[Referring expression pointing data]
# # # #

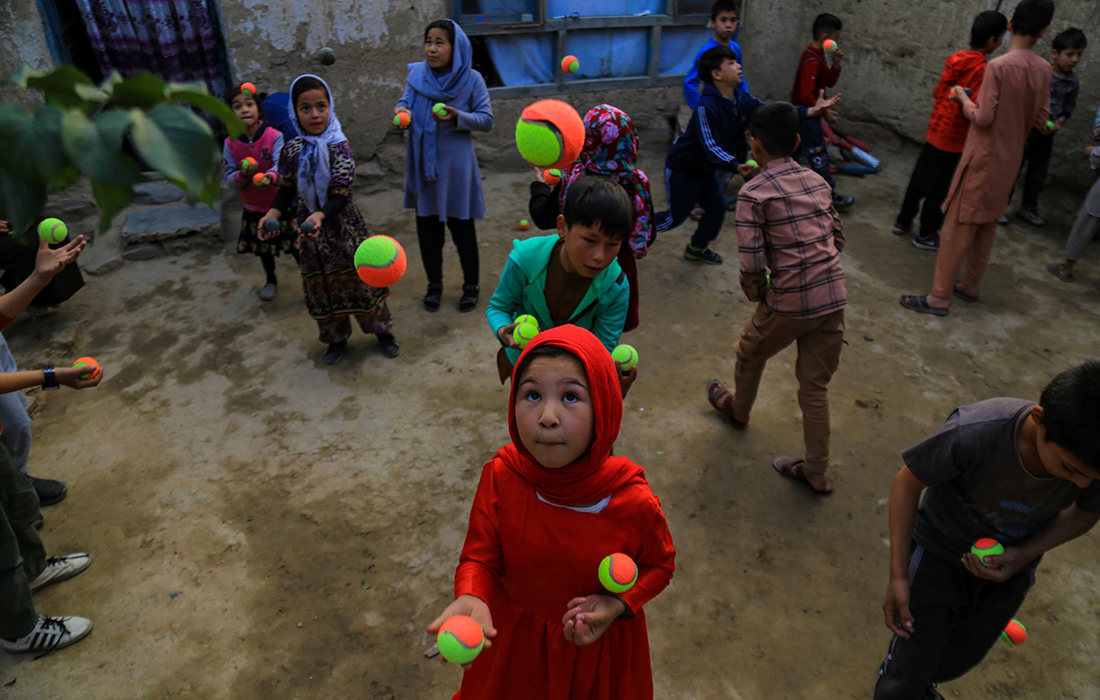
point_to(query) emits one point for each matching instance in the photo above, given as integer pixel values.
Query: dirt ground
(266, 526)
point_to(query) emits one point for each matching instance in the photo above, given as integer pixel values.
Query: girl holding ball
(316, 173)
(548, 509)
(442, 182)
(250, 165)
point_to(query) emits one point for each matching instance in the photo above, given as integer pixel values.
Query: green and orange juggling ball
(987, 547)
(88, 362)
(460, 640)
(618, 572)
(549, 133)
(380, 261)
(1014, 633)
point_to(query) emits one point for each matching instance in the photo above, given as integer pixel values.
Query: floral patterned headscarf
(611, 149)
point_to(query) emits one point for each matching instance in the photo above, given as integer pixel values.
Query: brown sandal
(793, 469)
(716, 393)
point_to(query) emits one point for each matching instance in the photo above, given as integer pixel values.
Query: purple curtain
(177, 40)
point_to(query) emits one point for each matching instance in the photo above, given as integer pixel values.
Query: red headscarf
(595, 474)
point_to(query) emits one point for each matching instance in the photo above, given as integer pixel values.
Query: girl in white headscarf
(317, 170)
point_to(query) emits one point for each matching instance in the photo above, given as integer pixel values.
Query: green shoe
(702, 254)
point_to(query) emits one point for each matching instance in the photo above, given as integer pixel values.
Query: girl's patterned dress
(332, 288)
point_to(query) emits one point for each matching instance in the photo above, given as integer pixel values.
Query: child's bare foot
(723, 402)
(795, 469)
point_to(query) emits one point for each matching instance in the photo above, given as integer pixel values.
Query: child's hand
(262, 231)
(473, 608)
(823, 105)
(450, 113)
(998, 567)
(626, 379)
(505, 335)
(317, 218)
(895, 609)
(70, 376)
(589, 618)
(51, 261)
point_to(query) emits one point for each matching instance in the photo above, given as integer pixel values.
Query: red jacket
(813, 75)
(947, 127)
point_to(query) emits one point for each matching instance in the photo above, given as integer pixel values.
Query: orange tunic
(1015, 97)
(528, 558)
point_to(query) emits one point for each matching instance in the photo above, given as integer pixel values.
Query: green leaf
(142, 90)
(212, 106)
(176, 142)
(110, 200)
(63, 179)
(58, 86)
(20, 200)
(96, 146)
(91, 94)
(32, 144)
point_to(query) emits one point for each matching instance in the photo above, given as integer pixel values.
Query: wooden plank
(542, 89)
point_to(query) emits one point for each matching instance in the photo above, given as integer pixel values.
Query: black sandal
(433, 297)
(389, 345)
(469, 301)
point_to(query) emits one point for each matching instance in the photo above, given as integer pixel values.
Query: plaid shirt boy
(787, 223)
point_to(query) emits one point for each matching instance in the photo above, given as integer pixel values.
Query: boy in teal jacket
(571, 277)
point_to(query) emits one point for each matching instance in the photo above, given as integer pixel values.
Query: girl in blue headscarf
(317, 170)
(442, 182)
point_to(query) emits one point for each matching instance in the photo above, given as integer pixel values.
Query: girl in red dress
(548, 509)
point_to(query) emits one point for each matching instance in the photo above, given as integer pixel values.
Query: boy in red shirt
(947, 129)
(811, 79)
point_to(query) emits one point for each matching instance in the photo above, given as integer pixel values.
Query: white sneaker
(61, 568)
(50, 634)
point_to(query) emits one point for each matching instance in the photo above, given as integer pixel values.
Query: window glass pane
(604, 8)
(523, 58)
(679, 47)
(691, 7)
(608, 53)
(496, 11)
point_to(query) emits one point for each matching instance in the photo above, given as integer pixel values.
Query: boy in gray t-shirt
(1019, 472)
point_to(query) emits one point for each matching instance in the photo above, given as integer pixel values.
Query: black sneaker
(469, 301)
(334, 352)
(48, 490)
(433, 297)
(926, 242)
(842, 203)
(389, 345)
(702, 254)
(1031, 217)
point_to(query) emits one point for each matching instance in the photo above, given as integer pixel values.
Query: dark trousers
(430, 232)
(267, 260)
(22, 555)
(957, 619)
(1037, 153)
(813, 148)
(931, 179)
(683, 190)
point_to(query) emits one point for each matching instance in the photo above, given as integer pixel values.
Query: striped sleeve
(706, 135)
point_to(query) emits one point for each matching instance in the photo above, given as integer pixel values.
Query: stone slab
(167, 222)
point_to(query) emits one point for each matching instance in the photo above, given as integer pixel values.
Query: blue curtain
(602, 53)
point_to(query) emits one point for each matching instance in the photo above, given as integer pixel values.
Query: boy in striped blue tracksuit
(706, 146)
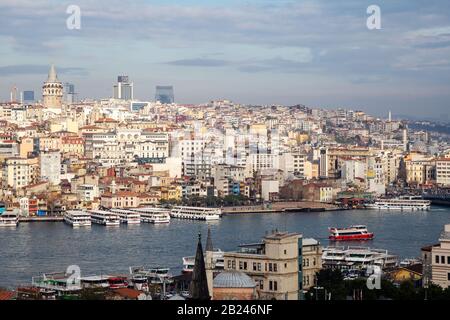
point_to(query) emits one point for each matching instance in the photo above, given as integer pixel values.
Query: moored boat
(358, 232)
(154, 215)
(127, 216)
(9, 219)
(406, 203)
(195, 213)
(77, 218)
(105, 218)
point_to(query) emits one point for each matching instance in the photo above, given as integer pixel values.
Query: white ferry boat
(77, 218)
(105, 218)
(401, 203)
(153, 275)
(9, 219)
(127, 216)
(195, 213)
(154, 215)
(357, 258)
(218, 261)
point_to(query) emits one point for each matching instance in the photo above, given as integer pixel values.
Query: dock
(41, 219)
(282, 207)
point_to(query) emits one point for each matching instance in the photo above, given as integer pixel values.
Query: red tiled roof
(128, 293)
(6, 295)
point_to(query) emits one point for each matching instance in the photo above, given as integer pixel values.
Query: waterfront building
(199, 284)
(120, 199)
(233, 285)
(440, 259)
(311, 262)
(443, 171)
(20, 172)
(273, 264)
(52, 92)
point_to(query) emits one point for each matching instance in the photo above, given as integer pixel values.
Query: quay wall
(280, 207)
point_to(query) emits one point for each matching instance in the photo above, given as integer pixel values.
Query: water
(35, 248)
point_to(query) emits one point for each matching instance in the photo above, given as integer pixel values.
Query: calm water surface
(35, 248)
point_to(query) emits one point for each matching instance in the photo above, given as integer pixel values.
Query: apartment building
(440, 259)
(120, 199)
(50, 165)
(274, 265)
(20, 172)
(443, 171)
(311, 262)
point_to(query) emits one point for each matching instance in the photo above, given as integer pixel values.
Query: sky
(314, 52)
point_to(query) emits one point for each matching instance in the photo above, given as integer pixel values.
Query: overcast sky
(319, 52)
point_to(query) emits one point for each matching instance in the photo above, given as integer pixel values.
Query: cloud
(199, 62)
(32, 69)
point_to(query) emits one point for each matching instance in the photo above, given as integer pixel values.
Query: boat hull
(356, 237)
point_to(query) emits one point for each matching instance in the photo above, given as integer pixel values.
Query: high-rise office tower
(164, 94)
(123, 89)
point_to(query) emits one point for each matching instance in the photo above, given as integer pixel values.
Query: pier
(42, 219)
(281, 207)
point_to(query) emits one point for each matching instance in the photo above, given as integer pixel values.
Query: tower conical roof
(52, 77)
(199, 285)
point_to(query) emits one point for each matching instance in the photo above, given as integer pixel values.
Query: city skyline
(321, 55)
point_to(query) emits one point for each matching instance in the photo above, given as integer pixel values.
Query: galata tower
(52, 91)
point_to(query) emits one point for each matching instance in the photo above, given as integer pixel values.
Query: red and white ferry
(359, 232)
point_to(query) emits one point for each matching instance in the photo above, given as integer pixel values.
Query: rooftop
(233, 279)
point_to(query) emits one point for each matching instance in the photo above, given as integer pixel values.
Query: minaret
(209, 251)
(199, 284)
(52, 91)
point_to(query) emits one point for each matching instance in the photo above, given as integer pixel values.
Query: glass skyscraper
(123, 89)
(164, 94)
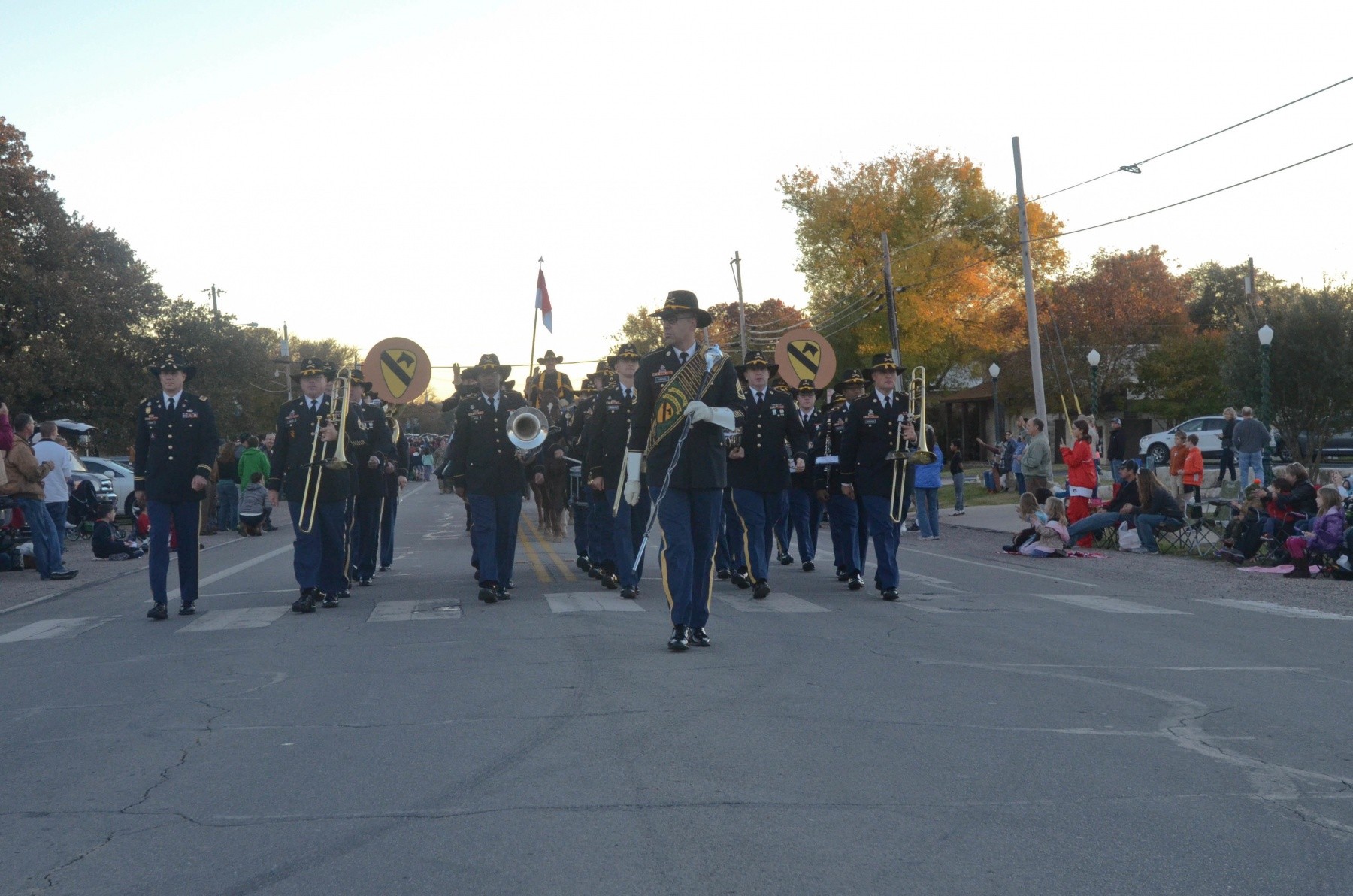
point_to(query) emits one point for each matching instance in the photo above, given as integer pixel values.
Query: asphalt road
(1009, 727)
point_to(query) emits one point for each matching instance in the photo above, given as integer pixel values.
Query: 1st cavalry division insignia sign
(398, 370)
(805, 355)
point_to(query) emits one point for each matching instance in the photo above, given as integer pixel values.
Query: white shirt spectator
(56, 485)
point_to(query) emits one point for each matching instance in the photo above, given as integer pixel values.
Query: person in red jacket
(1194, 471)
(1080, 475)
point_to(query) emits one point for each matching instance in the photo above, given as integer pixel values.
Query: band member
(689, 407)
(758, 468)
(805, 510)
(845, 512)
(176, 446)
(317, 492)
(489, 473)
(548, 380)
(370, 468)
(607, 434)
(867, 465)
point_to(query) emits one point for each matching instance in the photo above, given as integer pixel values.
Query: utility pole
(892, 304)
(1035, 353)
(742, 309)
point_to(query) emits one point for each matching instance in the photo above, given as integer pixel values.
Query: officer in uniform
(176, 446)
(688, 485)
(845, 513)
(759, 468)
(867, 463)
(316, 492)
(608, 432)
(549, 380)
(368, 468)
(805, 510)
(487, 471)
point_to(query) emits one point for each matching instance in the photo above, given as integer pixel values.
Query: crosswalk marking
(412, 610)
(582, 603)
(1111, 604)
(54, 628)
(250, 617)
(1276, 610)
(773, 604)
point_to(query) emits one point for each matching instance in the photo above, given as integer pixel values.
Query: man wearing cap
(867, 465)
(847, 546)
(607, 434)
(759, 466)
(175, 448)
(489, 473)
(549, 380)
(317, 493)
(686, 483)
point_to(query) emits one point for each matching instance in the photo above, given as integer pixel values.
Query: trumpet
(318, 463)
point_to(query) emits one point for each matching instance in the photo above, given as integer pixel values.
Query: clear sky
(370, 169)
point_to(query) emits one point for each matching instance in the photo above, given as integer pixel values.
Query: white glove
(634, 470)
(698, 412)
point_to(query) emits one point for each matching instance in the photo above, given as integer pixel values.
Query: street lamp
(1265, 412)
(1094, 358)
(994, 370)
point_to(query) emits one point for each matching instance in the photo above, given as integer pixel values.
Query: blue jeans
(184, 519)
(628, 531)
(927, 512)
(1252, 466)
(758, 512)
(886, 536)
(57, 510)
(318, 556)
(494, 534)
(805, 512)
(47, 547)
(228, 505)
(690, 522)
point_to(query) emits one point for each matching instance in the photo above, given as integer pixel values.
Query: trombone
(920, 455)
(318, 463)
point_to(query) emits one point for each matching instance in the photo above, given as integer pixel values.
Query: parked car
(1209, 431)
(123, 481)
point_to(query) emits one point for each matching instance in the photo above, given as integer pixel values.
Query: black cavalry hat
(314, 367)
(625, 353)
(683, 301)
(171, 362)
(490, 362)
(757, 359)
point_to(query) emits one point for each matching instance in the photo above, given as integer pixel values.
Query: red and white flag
(543, 301)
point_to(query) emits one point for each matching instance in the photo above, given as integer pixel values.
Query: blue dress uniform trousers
(805, 510)
(184, 517)
(845, 532)
(494, 534)
(758, 512)
(886, 536)
(319, 554)
(690, 522)
(628, 527)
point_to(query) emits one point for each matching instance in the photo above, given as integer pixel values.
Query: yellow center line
(548, 549)
(541, 573)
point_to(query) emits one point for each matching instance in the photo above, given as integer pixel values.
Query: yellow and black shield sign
(398, 368)
(805, 355)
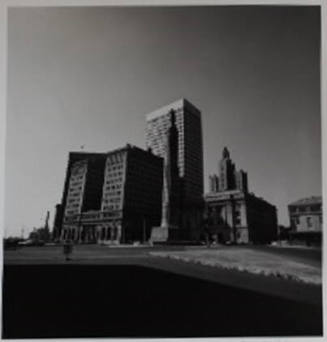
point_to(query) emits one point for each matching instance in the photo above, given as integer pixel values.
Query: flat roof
(174, 105)
(308, 200)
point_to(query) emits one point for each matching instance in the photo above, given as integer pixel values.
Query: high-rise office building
(112, 197)
(190, 158)
(233, 214)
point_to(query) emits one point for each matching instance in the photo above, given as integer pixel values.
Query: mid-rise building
(114, 196)
(306, 219)
(190, 159)
(232, 213)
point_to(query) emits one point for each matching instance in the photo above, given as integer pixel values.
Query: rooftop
(308, 200)
(174, 105)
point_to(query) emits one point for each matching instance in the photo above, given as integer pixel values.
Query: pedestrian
(206, 232)
(68, 249)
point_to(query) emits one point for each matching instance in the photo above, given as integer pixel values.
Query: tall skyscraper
(187, 119)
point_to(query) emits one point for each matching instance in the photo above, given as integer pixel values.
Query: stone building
(306, 219)
(233, 214)
(189, 159)
(114, 196)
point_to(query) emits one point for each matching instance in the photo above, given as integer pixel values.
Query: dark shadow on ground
(57, 301)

# # # #

Assignment >>
The line containing "Query: high-rise office building" begins the span, and the last line of the records above ends it. Return that span exactly, and nothing outside it.

Result of this task >>
Query: high-rise office building
(112, 197)
(190, 158)
(233, 214)
point_to(query) emits one point for each matching instance in the photo above, given as integer pixel values.
Query: mid-rise building
(114, 196)
(306, 219)
(190, 159)
(232, 213)
point_to(query) emits one point for each matching instance in the photo above, given as integer pixel values.
Query: rooftop
(308, 200)
(174, 105)
point_to(query) emits one point for each matching instance in the photo above, given as integer pixel values.
Query: pedestrian
(206, 232)
(68, 249)
point_to(query) emits one point for each matching instance in the photo above, given as integer pixel values.
Query: tall skyscraper
(187, 119)
point_to(query) emits one point for each matching instance in the photo above, given as integer pixel values.
Query: stone building
(306, 219)
(233, 214)
(189, 159)
(114, 196)
point_to(query) emits one point for each matching instance in the photo above, given as integer pixel values.
Query: dark shadow on ground
(57, 301)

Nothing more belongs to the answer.